==== Excerpted passage ====

The Chiron is as effortless as I remember it being. The cabin is much more spacious than the cramped, carbon-lined crypts of most hypercars; there's still a couple of inches of unused seat travel behind my six-foot frame. The Bugatti is plusher and more obviously luxurious than the pared back alternatives, milled metal and high-grade leather more prominent than carbon fibre, even in this sporty Chiron Sport. The engine fires up with an off-beat burble that makes it sound as if there's a pair of V8s behind the passenger compartment. Which, when you think about it, there pretty much are. At everyday speeds it feels outrageously gentle for something with so much power, the twin-clutch transmission doing a good impression of a torque converter and with deft suspension absorbing urban bumps. If you can drive anything, you can drive a Chiron – slowly at least.
The other side of the Chiron's character is always close. Anything more than gentle pressure on the throttle creates a rapid swell in longitudinal G-forces and turns the engine note from gentle to angry. But heading north towards Lake Garda on busy roads opportunities to stretch the Chiron's legs are limited – however much other drivers seem keen to see it unleashed. There seems to be a filming phone being held to every window, and many spectators seem keen to demonstrate the limits of the Chiron's rear three-quarters visibility by sheltering in its blind spots for as long as possible. The few opportunities to properly open the accelerator – and to experience the brutal warp-speed effect as the transmission sheds ratios and the turbos spool – are limited to no more than a couple of seconds each.
In most hypercars this sort of low-tenths progress would be frustrating, or at the least mildly uncomfortable. Yet the Chiron feels completely unflustered when dealing with the real world, performance locked away like a coiled spring: just as happy playing Dr Jekyll as Mr Hyde.
The logistics four journos sharing two cars means I spend the next stint riding in a T6 Transporter to an overnight stay in a hotel. So I get my first experience of the Veyron the following morning on the considerably more demanding terrain of Austria's Hahntennjoch pass. The Veyron is Bugatti's own Grand Sport Vitesse, and is the very car that set a 254mph open-topped production car speed record in 2013 – although the roof will stay fixed in place today. (The black-and-orange livery and black badge were then also used for the eight World Record Edition production cars.) Being the Vitesse also means it gets the upgraded 1183hp version of the 8.0-litre engine with bigger turbochargers; taking longer to spool these actually knocked back the 0-62mph slightly compared to the standard Veyron, but it was quicker for every other acceleration increment.
The older car feels very different. The cabin is tighter and considerably darker, and without the specialness of the Chiron. The Veyron didn't actually share its instruments or switchgear with lesser models from the VW Group – although the keyfob will be familiar to anyone who had a late noughties Volkswagen or Audi – but the touchpoints feel basic and plasticy compared to the billionaire-grade Chiron. And while the newer car has digital displays flanking a central speedo, the Veyron uses conventional dials with an XL rev counter front and centre, a smaller speedometer to the right and a 'power meter' showing how many horses the engine is producing on the other side.

==== Given entries ====

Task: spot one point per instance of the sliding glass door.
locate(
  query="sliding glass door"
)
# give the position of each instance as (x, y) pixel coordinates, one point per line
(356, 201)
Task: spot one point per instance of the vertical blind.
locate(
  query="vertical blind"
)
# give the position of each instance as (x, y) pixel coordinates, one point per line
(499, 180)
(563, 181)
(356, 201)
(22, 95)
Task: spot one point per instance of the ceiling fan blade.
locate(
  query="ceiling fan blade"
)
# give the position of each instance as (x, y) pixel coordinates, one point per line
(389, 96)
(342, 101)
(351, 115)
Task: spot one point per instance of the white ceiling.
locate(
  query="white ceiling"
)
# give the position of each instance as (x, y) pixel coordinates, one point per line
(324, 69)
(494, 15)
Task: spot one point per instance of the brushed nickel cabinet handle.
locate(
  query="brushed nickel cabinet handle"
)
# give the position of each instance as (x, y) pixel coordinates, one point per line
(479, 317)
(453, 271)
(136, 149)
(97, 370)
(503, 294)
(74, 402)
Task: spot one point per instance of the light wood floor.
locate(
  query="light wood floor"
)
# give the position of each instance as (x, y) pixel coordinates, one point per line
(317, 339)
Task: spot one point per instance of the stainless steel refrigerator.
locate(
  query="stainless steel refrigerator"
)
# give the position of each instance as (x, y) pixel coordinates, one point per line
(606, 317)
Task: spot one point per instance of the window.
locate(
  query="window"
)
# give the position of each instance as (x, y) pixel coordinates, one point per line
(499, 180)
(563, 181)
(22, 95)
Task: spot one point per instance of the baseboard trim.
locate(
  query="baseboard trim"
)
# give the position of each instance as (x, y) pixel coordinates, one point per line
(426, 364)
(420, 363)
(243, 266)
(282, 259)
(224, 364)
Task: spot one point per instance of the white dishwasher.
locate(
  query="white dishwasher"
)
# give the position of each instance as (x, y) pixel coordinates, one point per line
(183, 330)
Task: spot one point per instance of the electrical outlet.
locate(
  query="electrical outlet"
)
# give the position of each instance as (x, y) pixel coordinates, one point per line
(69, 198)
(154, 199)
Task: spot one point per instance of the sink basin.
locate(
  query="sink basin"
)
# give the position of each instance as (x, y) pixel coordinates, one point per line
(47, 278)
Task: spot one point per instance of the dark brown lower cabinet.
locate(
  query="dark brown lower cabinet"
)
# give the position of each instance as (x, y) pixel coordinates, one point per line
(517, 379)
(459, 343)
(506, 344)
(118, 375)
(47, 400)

====

[Tasks to carry out]
#1 Quote the Bugatti passage from "The Chiron is" to "slowly at least.".
#2 Answer these questions from the Bugatti passage:
(a) Which lake were the drivers heading north toward in the Chiron?
(b) What record did the Grand Sport Vitesse set in 2013?
(c) What does the Veyron's 'power meter' display?
The data has no connection to the Bugatti passage.

[The results]
#1
The Chiron is as effortless as I remember it being. The cabin is much more spacious than the cramped, carbon-lined crypts of most hypercars; there's still a couple of inches of unused seat travel behind my six-foot frame. The Bugatti is plusher and more obviously luxurious than the pared back alternatives, milled metal and high-grade leather more prominent than carbon fibre, even in this sporty Chiron Sport. The engine fires up with an off-beat burble that makes it sound as if there's a pair of V8s behind the passenger compartment. Which, when you think about it, there pretty much are. At everyday speeds it feels outrageously gentle for something with so much power, the twin-clutch transmission doing a good impression of a torque converter and with deft suspension absorbing urban bumps. If you can drive anything, you can drive a Chiron – slowly at least.

#2
(a) Lake Garda.
(b) A 254mph open-topped production car speed record.
(c) How many horses the engine is producing.